*INSTRUCTION*: Turn the lines below, from the very first one through the one containing "L 340 185 L", both included, into a numbered list. Skip any blank lines and leave the pictures out.

*SUPPLIED ENTRIES*:
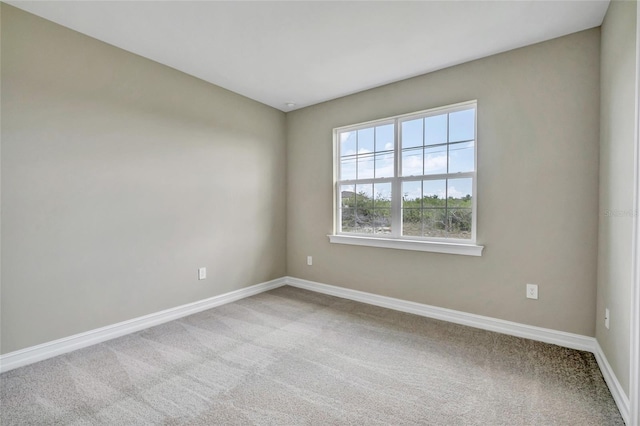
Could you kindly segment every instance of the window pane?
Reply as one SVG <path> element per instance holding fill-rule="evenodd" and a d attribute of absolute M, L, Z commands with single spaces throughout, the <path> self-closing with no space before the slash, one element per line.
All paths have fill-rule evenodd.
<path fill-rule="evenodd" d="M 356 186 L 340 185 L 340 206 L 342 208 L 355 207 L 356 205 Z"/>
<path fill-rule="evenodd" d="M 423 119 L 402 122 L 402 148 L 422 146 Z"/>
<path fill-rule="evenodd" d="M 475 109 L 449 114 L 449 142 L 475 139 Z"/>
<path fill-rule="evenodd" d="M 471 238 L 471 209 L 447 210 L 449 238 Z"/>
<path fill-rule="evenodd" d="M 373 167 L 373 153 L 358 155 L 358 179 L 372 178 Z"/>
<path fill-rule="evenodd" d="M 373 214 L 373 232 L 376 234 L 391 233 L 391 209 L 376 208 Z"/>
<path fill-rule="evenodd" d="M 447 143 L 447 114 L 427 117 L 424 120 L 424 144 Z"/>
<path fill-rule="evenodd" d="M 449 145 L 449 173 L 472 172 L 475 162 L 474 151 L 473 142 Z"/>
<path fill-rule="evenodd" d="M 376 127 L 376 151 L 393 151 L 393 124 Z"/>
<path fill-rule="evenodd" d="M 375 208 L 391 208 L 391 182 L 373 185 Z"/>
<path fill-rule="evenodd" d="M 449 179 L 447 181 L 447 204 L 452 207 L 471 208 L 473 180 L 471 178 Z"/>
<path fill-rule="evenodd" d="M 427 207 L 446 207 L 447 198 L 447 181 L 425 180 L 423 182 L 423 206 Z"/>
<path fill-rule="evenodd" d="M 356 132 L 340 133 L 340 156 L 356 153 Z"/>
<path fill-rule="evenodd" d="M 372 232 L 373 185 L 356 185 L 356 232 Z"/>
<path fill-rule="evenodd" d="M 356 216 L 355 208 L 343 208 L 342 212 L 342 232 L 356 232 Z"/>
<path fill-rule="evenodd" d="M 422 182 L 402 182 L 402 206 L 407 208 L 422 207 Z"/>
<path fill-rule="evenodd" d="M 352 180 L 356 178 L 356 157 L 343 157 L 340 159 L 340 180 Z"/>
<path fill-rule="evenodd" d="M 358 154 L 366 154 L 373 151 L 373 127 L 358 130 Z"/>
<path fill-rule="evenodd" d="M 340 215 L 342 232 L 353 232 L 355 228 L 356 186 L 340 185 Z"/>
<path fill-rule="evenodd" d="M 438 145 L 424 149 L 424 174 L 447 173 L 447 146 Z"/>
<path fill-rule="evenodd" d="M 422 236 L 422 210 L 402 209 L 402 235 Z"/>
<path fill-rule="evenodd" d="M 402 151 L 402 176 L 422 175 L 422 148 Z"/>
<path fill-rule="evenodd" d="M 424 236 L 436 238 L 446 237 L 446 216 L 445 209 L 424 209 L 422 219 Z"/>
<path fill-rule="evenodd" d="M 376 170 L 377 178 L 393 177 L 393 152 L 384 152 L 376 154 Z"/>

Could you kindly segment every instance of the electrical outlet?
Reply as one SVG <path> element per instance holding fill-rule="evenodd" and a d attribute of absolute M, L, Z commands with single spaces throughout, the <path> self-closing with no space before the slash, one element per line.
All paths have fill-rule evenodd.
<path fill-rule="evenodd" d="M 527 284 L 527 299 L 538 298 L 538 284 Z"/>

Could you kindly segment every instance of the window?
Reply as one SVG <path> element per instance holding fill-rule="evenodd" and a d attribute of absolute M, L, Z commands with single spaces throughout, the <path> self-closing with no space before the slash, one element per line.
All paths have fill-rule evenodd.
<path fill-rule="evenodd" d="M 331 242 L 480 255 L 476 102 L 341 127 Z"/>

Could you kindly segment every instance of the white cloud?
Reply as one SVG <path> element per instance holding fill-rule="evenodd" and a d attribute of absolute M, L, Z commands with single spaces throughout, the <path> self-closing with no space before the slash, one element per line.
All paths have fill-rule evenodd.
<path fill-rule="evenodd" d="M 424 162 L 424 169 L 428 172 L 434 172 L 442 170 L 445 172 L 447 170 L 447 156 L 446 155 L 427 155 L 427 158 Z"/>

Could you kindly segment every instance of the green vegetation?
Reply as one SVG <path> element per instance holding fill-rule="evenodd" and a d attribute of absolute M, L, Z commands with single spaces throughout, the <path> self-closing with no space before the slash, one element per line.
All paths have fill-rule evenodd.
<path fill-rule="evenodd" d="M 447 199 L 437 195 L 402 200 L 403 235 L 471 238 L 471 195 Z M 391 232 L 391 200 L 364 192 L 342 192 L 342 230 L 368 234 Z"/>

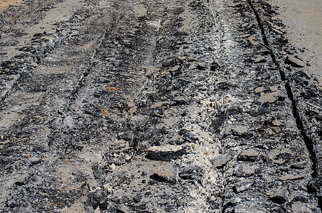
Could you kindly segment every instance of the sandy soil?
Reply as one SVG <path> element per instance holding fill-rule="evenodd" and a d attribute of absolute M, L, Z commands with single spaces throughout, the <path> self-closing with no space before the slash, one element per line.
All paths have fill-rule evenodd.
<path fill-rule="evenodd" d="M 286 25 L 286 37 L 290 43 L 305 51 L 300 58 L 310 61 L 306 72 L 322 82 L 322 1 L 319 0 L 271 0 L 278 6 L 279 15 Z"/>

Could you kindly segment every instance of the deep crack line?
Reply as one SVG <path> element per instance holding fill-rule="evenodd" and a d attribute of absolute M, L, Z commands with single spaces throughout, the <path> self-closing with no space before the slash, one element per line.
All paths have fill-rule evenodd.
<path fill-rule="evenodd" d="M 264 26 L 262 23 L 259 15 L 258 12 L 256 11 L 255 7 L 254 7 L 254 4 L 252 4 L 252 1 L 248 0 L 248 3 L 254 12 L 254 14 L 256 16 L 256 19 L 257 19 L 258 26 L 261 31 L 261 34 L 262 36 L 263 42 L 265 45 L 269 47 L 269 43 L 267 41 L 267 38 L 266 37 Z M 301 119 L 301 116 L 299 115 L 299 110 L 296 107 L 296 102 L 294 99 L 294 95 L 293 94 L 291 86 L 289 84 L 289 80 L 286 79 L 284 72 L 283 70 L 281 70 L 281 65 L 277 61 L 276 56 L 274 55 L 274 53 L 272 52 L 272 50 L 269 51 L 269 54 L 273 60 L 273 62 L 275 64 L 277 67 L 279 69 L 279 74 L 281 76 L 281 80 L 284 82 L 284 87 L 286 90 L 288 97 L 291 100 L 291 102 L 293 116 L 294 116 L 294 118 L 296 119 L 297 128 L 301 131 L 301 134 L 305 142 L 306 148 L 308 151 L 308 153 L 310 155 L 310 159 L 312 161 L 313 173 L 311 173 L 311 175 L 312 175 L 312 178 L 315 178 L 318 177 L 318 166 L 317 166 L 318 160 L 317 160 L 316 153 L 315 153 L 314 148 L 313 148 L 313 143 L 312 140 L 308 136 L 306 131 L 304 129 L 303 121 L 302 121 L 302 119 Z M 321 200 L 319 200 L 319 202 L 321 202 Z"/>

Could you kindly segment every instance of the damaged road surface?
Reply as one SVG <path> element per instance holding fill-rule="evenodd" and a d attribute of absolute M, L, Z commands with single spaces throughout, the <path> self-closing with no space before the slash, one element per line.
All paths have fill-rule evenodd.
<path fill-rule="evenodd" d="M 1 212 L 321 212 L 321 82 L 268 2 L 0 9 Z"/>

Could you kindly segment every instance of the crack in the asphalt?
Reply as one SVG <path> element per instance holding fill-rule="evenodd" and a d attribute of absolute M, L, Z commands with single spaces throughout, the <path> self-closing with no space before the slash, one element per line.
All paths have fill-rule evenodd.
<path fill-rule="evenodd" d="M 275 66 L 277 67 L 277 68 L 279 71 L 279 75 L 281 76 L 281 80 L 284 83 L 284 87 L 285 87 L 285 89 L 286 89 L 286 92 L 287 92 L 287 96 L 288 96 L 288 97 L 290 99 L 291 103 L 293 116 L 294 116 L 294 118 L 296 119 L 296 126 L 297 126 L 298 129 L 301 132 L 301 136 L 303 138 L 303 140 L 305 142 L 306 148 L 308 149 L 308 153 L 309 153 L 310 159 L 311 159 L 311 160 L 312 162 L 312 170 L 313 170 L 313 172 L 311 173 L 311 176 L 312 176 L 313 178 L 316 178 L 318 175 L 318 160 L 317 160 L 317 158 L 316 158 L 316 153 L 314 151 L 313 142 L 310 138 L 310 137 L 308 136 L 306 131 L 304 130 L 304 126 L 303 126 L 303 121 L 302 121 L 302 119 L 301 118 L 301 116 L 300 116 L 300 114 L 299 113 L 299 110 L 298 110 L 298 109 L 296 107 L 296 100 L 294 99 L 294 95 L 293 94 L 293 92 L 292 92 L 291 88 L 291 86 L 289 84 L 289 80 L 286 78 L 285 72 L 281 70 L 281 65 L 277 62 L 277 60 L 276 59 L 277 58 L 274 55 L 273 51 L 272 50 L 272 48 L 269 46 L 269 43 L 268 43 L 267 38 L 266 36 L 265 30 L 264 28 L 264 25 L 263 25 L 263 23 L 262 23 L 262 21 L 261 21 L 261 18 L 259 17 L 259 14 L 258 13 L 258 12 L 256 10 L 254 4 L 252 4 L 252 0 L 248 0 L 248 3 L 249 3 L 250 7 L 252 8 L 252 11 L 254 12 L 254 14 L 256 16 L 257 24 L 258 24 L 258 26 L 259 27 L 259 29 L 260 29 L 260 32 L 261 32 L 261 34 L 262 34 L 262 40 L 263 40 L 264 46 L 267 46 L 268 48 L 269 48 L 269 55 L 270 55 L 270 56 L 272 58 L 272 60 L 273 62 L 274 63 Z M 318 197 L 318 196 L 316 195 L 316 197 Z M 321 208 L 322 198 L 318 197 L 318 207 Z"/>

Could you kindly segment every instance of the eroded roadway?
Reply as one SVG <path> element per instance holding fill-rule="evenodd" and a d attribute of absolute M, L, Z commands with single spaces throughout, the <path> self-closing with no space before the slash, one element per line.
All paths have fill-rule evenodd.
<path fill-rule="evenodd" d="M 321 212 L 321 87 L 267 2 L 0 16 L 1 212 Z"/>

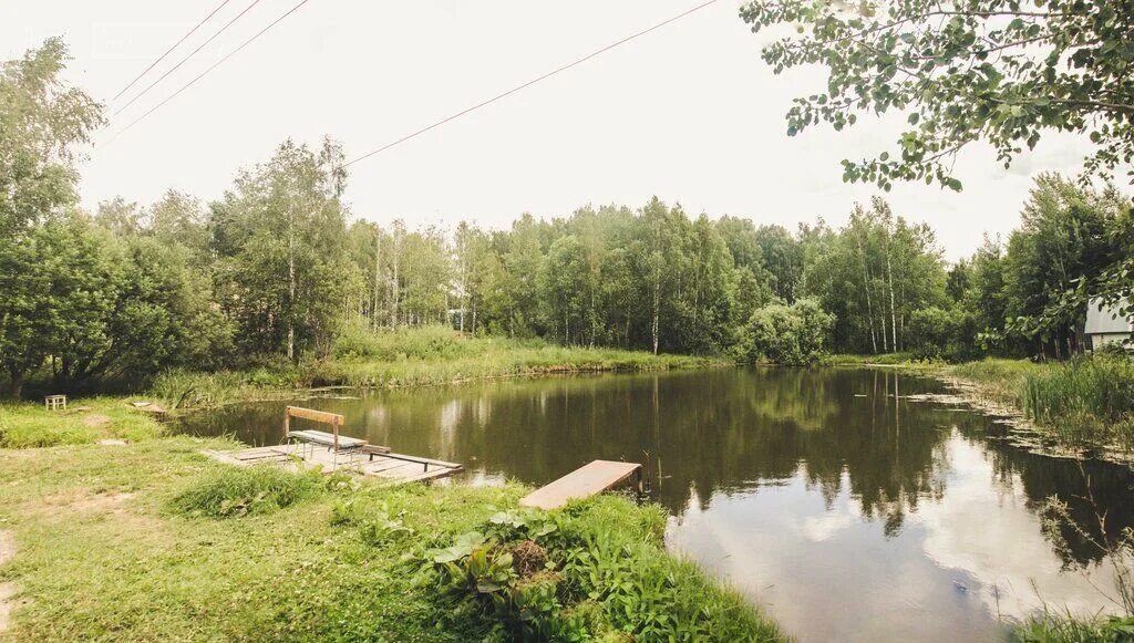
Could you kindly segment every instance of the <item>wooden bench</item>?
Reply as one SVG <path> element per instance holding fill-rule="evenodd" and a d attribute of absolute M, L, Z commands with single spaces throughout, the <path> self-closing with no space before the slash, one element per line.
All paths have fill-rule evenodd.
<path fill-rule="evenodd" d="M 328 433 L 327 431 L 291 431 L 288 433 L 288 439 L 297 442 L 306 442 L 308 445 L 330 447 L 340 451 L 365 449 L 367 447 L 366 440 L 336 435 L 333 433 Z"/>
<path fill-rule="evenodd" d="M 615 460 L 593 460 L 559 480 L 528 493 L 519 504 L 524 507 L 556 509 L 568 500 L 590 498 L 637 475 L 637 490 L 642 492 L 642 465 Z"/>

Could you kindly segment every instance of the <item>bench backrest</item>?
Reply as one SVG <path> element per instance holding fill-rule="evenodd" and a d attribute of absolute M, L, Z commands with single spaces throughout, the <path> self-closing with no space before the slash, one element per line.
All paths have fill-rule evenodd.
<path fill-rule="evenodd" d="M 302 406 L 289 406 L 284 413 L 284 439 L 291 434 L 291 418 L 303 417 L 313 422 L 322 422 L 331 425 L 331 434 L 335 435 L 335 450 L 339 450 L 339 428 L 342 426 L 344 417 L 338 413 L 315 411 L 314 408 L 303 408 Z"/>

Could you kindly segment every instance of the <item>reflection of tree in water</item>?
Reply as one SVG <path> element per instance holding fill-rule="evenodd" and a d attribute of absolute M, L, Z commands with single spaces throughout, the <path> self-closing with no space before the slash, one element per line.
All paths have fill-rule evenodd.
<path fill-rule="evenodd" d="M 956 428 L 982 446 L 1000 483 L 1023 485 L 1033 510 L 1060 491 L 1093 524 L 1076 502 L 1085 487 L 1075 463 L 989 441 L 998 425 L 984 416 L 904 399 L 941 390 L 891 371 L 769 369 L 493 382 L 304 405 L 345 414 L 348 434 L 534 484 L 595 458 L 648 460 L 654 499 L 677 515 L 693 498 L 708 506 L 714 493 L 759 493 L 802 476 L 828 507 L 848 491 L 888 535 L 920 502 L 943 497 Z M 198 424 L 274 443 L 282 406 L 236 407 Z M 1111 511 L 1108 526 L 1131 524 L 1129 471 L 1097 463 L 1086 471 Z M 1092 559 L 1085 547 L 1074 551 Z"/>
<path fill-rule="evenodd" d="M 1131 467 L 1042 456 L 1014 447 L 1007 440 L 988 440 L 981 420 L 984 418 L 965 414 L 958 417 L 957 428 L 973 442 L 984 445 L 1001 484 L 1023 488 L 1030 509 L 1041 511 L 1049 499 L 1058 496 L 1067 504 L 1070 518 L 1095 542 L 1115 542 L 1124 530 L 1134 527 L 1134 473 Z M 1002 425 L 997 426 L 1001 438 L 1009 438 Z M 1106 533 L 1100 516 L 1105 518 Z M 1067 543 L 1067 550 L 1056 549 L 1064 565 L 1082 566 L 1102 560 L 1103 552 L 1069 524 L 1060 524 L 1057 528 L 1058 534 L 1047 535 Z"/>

*SOLUTION FOR THIS TASK*:
1. Could you kindly segment every instance of the window pane?
2. Reply as one SVG <path> element per instance holding fill-rule="evenodd" and a d attribute of absolute M, L, Z commands with single spaces throughout, the <path> self-closing with no space before the slash, one element per line.
3. All paths have fill-rule evenodd.
4. <path fill-rule="evenodd" d="M 356 186 L 340 185 L 340 206 L 342 208 L 355 207 L 356 205 Z"/>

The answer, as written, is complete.